= Stated problem =
Rewrite the rows below, replacing "the space provided" with "the field below" and leaving everything else unchanged.

= Records from a dataset =
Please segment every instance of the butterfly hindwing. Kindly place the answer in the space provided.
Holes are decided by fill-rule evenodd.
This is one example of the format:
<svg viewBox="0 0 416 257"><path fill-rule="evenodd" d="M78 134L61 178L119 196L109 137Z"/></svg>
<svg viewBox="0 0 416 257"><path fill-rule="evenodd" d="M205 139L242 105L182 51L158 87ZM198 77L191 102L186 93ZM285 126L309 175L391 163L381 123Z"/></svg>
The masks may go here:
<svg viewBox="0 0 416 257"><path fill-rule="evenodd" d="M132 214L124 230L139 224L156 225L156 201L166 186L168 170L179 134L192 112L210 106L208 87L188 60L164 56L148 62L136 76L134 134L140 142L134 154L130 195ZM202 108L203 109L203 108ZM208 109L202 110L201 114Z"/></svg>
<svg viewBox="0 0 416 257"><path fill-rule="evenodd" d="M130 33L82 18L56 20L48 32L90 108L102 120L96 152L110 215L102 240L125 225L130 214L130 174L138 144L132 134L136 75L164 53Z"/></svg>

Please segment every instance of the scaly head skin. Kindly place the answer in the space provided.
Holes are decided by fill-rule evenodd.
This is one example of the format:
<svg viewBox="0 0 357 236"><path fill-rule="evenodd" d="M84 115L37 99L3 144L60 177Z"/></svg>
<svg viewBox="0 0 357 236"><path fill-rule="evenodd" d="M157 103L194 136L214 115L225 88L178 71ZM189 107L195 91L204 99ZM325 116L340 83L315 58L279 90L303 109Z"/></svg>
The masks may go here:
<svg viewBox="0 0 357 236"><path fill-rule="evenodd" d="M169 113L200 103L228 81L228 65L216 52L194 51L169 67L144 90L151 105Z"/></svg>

= Task output =
Please segment every instance of the butterfly hindwing. Kindly place the answer in the field below.
Holes are decided by fill-rule evenodd.
This is one example of the format:
<svg viewBox="0 0 416 257"><path fill-rule="evenodd" d="M78 134L61 178L119 196L109 137Z"/></svg>
<svg viewBox="0 0 416 257"><path fill-rule="evenodd" d="M205 139L242 105L182 51L158 87ZM198 77L191 102L186 93ZM285 126L309 175L391 163L381 123Z"/></svg>
The masks may go here:
<svg viewBox="0 0 416 257"><path fill-rule="evenodd" d="M132 214L124 230L139 224L156 225L156 201L166 186L168 170L179 134L192 112L210 106L208 87L188 60L164 56L148 62L136 76L134 134L140 142L134 154L130 195ZM202 108L203 109L203 108ZM208 109L202 110L201 114Z"/></svg>
<svg viewBox="0 0 416 257"><path fill-rule="evenodd" d="M130 33L82 18L56 20L48 32L90 108L102 120L96 152L110 215L102 240L125 225L130 214L130 174L138 144L132 134L136 75L164 53Z"/></svg>

Please segment every instance of the scaly head skin. Kindly place the answer in the field below.
Holes are decided by fill-rule evenodd.
This is one example of the format:
<svg viewBox="0 0 357 236"><path fill-rule="evenodd" d="M84 115L37 99L3 144L60 177Z"/></svg>
<svg viewBox="0 0 357 236"><path fill-rule="evenodd" d="M157 103L194 136L214 115L225 88L178 71ZM189 107L195 91L204 99ZM325 116L340 83L315 58L279 90L303 109Z"/></svg>
The masks may go here:
<svg viewBox="0 0 357 236"><path fill-rule="evenodd" d="M169 113L200 103L228 81L228 65L216 52L194 51L169 67L144 90L151 105Z"/></svg>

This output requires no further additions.